(What this task involves)
Would you return the entries below word for word?

◇ ◇ ◇

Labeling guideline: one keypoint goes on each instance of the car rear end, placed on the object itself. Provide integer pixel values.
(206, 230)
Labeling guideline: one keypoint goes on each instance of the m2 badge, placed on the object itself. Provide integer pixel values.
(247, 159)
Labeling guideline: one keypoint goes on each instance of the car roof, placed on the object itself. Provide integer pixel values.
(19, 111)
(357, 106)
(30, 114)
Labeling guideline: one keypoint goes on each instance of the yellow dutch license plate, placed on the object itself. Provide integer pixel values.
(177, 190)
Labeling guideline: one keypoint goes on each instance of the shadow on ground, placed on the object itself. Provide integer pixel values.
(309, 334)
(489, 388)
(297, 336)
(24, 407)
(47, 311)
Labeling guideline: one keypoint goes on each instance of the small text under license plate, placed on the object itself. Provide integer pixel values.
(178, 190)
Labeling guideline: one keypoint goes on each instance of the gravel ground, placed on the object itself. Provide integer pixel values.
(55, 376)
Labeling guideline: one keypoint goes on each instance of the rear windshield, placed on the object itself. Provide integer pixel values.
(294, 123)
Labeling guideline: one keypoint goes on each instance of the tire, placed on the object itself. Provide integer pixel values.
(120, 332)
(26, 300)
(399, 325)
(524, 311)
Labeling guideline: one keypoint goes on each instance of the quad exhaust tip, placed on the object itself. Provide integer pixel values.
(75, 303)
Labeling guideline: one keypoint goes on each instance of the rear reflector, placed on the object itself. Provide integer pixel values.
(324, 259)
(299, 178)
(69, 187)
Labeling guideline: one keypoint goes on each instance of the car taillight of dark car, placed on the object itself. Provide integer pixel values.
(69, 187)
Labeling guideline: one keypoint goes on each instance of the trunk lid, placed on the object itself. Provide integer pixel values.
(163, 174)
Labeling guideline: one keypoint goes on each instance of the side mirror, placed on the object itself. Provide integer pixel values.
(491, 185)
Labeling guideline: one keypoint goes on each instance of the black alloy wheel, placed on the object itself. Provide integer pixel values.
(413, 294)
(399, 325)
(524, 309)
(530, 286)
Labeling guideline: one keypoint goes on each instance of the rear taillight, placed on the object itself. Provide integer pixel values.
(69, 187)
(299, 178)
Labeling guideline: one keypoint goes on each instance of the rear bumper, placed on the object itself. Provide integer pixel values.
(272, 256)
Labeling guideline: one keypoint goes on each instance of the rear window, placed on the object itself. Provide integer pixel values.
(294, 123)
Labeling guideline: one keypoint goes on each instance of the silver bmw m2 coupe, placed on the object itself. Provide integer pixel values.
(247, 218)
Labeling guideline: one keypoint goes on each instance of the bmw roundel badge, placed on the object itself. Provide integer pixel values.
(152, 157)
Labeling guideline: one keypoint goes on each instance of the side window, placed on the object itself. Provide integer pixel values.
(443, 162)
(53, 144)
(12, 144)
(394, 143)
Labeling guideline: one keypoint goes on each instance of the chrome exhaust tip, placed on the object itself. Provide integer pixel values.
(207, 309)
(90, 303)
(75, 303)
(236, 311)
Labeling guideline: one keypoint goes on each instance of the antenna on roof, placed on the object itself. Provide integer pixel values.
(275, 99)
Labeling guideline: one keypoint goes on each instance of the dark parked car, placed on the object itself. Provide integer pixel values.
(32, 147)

◇ ◇ ◇

(Final answer)
Labeling guideline: one keypoint goes on each instance of the car rear end, placed on the object itself. Provide integer pixel values.
(206, 230)
Labeling guideline: one keypoint goes on each instance of the m2 badge, placed on the object itself. Provide integer pixel values.
(247, 159)
Labeling guideline: one keypoint goes on each instance of the car roof, placed on the object itself. Provide integer pixel values.
(19, 111)
(357, 106)
(30, 114)
Labeling guideline: one keypoint goes on each instance of the yellow dutch license plate, placed on the object itself. Provide integer pixel values.
(177, 190)
Labeling guideline: one keypoint goes on each instance of the shadow on ground, placed on the object itself. Provide integer pixel values.
(309, 334)
(489, 388)
(297, 336)
(24, 407)
(47, 311)
Labeling guideline: one keypoint goes on each instance of the small text under license plate, placed on the object itself. Provide integer pixel values.
(178, 190)
Labeling guideline: one keypoint goes on each instance of the gravel ground, placed on the object itself. Provide integer pixel values.
(55, 376)
Labeling guideline: one keypoint goes on each instance of the rear windshield, placed on the object itself. Provide integer pixel values.
(294, 123)
Labeling guideline: one keypoint goes on each instance of the tire, placed on the object itself. Provide integer pixel values.
(120, 332)
(26, 300)
(399, 325)
(524, 311)
Labeling guideline: one keypoint goes on each instance of the quad exhaust tip, placed on the object itself. Provide integer pixel values.
(75, 303)
Labeling guideline: one keypoint goes on each instance of the rear reflector, placed on the object itself. Provide integer pixel values.
(324, 259)
(299, 178)
(69, 187)
Labeling guideline: one keypoint goes on each instance of the car taillight of dark car, placed on the object itself. Provide integer pixel values.
(69, 187)
Labeling guideline: one keypoint goes on each instance of the trunk lid, placed on the object itself. Provide integer pixel values.
(163, 174)
Labeling guideline: one keypoint goes on each instance of the side mirror, placed on the object itself. Provide integer pixel values.
(491, 185)
Labeling guideline: one keypoint goes on each instance of the black alloy wheel, placed on the object itself. Provide integer pixel values.
(413, 294)
(399, 325)
(524, 309)
(530, 286)
Labeling guideline: one keypoint goes on each instance of the rear taillight, placed on the object itself. Provide integer pixel values.
(69, 187)
(299, 178)
Labeling guideline: one keypoint goes on each instance of the rear bumper, placed on the object itself. Provide integer pixel values.
(272, 256)
Labeling guideline: one keypoint goes on each instance of the rear window, placed on the object itself. Provide integer pixel values.
(294, 123)
Labeling guideline: one keypoint goes on each instance of the silver bmw m2 coupe, placed on the object itself. Provide integer pixel values.
(247, 218)
Labeling guideline: one keypoint goes on each instance of the bmw roundel badge, placed on the object itself. Provide integer pixel values.
(152, 157)
Labeling guideline: one keypoint goes on each instance of the side window, placed on the object itself. Provide integer pixel values.
(443, 162)
(53, 144)
(12, 144)
(394, 143)
Labeling guideline: one keypoint goes on each instance of the chrome exhaust tip, placed on the object itself. Provide integer pixel values.
(207, 309)
(90, 303)
(75, 303)
(236, 311)
Labeling guideline: one keypoint goes on each instance of the antenna on roof, placed on the object itself. Provide integer pixel values.
(275, 99)
Labeling guideline: one keypoint goes on each instance of the dark parked car, placed on the object itself. Provide integer pixel values.
(32, 147)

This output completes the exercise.